> **Provided text**:
There are a lot of different avenues you can take toward energy efficiency. Some are going to resonate with your business better than they would even a direct competitor. There will be local legal compliance issues in some areas, in others, there won’t be. There could be tax credits in some states for going “green”, but they may not totally offset the transition cost.
Before seeking to be efficient at all, it’s important to determine what thresholds of budget and utility define your business as it stands.
If this isn’t done, a more “energy-efficient” workplace could lose productivity, which reduces the efficacy of your budget, as well as associated profit. Profit losses bring everybody down. As the old saying goes, a rising tide lifts all ships.
Similarly, a retreating tide can leave all boats in the muck. If “going green” pulls the financial rug out from under your business, then you’ll collaterally hurt the environment through cut corners and the like.
When employees lose their jobs owing to downsizing, they’re forced to live “on the cheap”, which usually is not good for the environment.
A big business that has to lay off a bunch of people because its energy costs deflated an entire department has only ephemerally helped the environment.
In the long run, they’ve done more harm. So with that in mind, following we’ll explore a few ways to not only make your business energy efficient but do so in a way that’s also financially efficient.

> **Supplied material**:
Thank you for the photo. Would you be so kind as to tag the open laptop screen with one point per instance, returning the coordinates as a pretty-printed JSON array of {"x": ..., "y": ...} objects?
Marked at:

> **Required actions**:
A. According to the passage on business energy efficiency, why should a business determine its budget and utility thresholds before pursuing efficiency? Answer in one to three sentences.
B. Type out the part of the energy-efficiency passage that begins at the words "There are a" and stops after "as it stands.".
The data is separate material from the text above.

> **Worked solutions**:
A. If those thresholds are not set first, a more "energy-efficient" workplace could lose productivity. That loss reduces the efficacy of the budget and the associated profit.

B.
There are a lot of different avenues you can take toward energy efficiency. Some are going to resonate with your business better than they would even a direct competitor. There will be local legal compliance issues in some areas, in others, there won’t be. There could be tax credits in some states for going “green”, but they may not totally offset the transition cost.
Before seeking to be efficient at all, it’s important to determine what thresholds of budget and utility define your business as it stands.